■ Text section
----------

Did you know that Sister Rosetta Tharpe would have celebrated her 100th birthday last Friday?

For the uneducated, Rosetta Tharpe is the Grandmother of Rock ‘n Roll, and due to her birthday ticking-over to a triple digits, many are discussing her lasting impact on music, arguing that she is the originator of rock ‘n roll, as Fusion (via A Journal of Music Things) writes.

Tharpe, born twenty years before Elvis and a decade before Chuck Berry (two artists cited as the pioneers of rock ‘n roll) recorded the likes 1939’s ‘This Train’, ‘Down By The Riverside’ of ’44 and 1945’s ‘Strange Things Happening Everyday’, all years before Elvis, Berry and Little Richard begun stirring the rock ‘n roll pot in the 1950s, these recordings founding arguments that she is in fact the first rock ‘n roll artist.

----------

■ Collected data
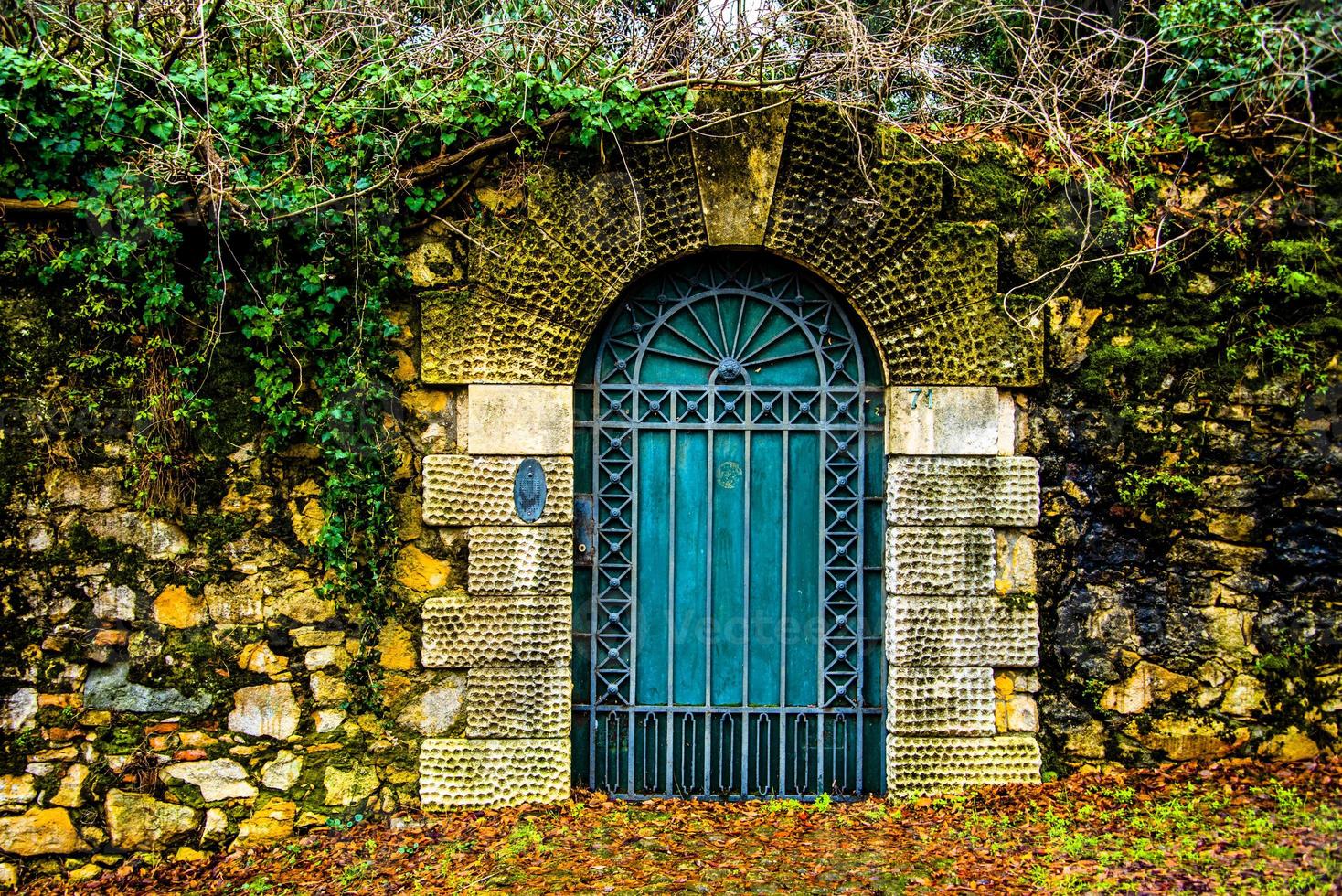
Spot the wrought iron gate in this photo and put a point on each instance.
(728, 600)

----------

■ Brief 1
Answer these about the piece on Sister Rosetta Tharpe:
(a) What would Tharpe have celebrated last Friday?
(b) In what year did she record 'This Train'?
(c) How many years before Chuck Berry was she born?
■ Brief 2
Resume the piece on Sister Rosetta Tharpe, starting right after its last sentence.

■ Written answer 1
(a) Her 100th birthday.
(b) 1939.
(c) A decade.

■ Written answer 2
An excerpt from the Fusion article speaks of Tharpe as an originating force, “She had a major impact on artists like Elvis Presley,” her biographer Gayle Wald told a documentary film crew. “When you see Elvis Presley singing songs early in his career, I think you [should] imagine, he is channeling Rosetta Tharpe. It’s not an image that I think we’re used to thinking of in rock and roll history. We don’t think about the black woman behind the young white man.”

Naturally, there are many that argue that Tharpe – although utterly brilliant and an incredibly influential musician (especially for women) pertains to a more R&B and blues sound, not rock ‘n roll.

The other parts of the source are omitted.